• [What this task involves]:
From the first line to the last, return the material exactly.

• [Data to use]:
☆ ☆ ☆ ☆ ☆ ☆ ☆

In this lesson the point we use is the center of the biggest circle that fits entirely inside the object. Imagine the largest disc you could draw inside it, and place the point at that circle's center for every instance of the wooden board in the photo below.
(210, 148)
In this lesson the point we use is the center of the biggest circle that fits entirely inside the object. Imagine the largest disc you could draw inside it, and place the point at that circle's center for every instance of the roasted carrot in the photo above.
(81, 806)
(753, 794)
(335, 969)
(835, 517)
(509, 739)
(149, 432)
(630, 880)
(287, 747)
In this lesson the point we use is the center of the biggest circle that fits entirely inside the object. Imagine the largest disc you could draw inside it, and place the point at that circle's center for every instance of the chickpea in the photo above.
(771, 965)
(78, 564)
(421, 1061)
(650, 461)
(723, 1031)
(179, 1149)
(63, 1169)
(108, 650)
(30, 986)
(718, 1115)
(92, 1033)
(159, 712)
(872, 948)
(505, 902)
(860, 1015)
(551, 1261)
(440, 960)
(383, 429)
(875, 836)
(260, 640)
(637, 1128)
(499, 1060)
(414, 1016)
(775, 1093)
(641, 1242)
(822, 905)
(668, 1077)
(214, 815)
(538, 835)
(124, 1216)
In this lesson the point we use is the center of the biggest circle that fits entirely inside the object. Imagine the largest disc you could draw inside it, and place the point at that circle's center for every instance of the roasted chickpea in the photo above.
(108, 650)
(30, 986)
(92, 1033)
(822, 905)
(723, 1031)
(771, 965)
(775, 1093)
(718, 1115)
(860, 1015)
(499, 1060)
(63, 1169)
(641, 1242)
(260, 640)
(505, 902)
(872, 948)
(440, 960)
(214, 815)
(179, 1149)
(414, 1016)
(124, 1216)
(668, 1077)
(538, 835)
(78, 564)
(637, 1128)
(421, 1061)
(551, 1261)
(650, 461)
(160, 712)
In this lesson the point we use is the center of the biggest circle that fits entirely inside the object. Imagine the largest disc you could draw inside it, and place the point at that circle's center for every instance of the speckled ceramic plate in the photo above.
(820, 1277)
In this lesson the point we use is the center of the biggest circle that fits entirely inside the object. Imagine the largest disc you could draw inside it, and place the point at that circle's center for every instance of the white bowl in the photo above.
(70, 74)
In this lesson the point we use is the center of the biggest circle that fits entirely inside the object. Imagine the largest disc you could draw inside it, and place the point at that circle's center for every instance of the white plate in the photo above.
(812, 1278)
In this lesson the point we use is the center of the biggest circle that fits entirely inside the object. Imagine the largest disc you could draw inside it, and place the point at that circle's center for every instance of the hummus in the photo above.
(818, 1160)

☆ ☆ ☆ ☆ ☆ ☆ ☆

• [Solution]:
In this lesson the point we use is the center of the biggest circle that fits entirely inside the object. Imagine the largest disc you could draw inside it, and place the point at that circle's center for every instance of the wooden board in the photo below.
(210, 148)
In this lesson the point we use is the center of the biggest circle that fits entirely inside the object. Imagine the largest disc you could draw inside it, and place the point at that circle's center for every instance of the roasted carrot in the photo above.
(81, 806)
(753, 794)
(335, 969)
(835, 517)
(509, 739)
(149, 432)
(630, 880)
(287, 747)
In this lesson the point we use is the center of the biggest circle that fits entirely inside the object. Imagine the largest disc you could draw inside it, and place the point at that circle's center for every instance of the chickpea in the photo above.
(771, 965)
(78, 564)
(421, 1061)
(650, 461)
(723, 1031)
(179, 1149)
(63, 1169)
(108, 650)
(30, 986)
(718, 1115)
(92, 1033)
(159, 712)
(872, 948)
(505, 902)
(860, 1015)
(551, 1261)
(440, 960)
(383, 429)
(875, 836)
(260, 640)
(637, 1128)
(499, 1060)
(414, 1016)
(775, 1093)
(641, 1242)
(822, 905)
(668, 1077)
(214, 815)
(538, 835)
(124, 1216)
In this lesson the point we use is the center of the biggest circle that fits entirely inside the object. Imagine the largest disc you could draw inside it, and place the point at that circle's center for every instance of the roasted chickpea in the photo above.
(108, 650)
(30, 986)
(92, 1033)
(822, 905)
(723, 1031)
(771, 965)
(775, 1093)
(718, 1115)
(860, 1015)
(499, 1060)
(63, 1169)
(641, 1242)
(260, 640)
(505, 902)
(872, 948)
(440, 960)
(214, 815)
(179, 1149)
(414, 1016)
(124, 1216)
(668, 1077)
(538, 835)
(78, 564)
(637, 1128)
(421, 1061)
(551, 1261)
(650, 461)
(160, 712)
In this lesson the point we use is the center of the biggest circle that fits entirely inside the object. Imagine the largest disc you could draw inside it, and place the point at that circle's center for every instance of the speckled ceramic plate in the photo above.
(820, 1277)
In this lesson the point we use is the center of the biggest circle that fits entirely inside the object. Imagine the largest disc you could draw inside it, and place the point at that circle's center for every instance of the white bowl in the photo above.
(70, 74)
In this lesson the point we use is the center of the biggest circle that fits entirely inside the object. Imagine the largest disc you could draw inside it, and place the point at that circle's center for every instance of the white plate in the photo above.
(812, 1278)
In this lesson the point we use is the center of the biggest circle that fits entirely inside the object. Imagine the largest disc you could draw inside it, and place the point at that circle's center for every instance of the hummus in the photo above.
(818, 1160)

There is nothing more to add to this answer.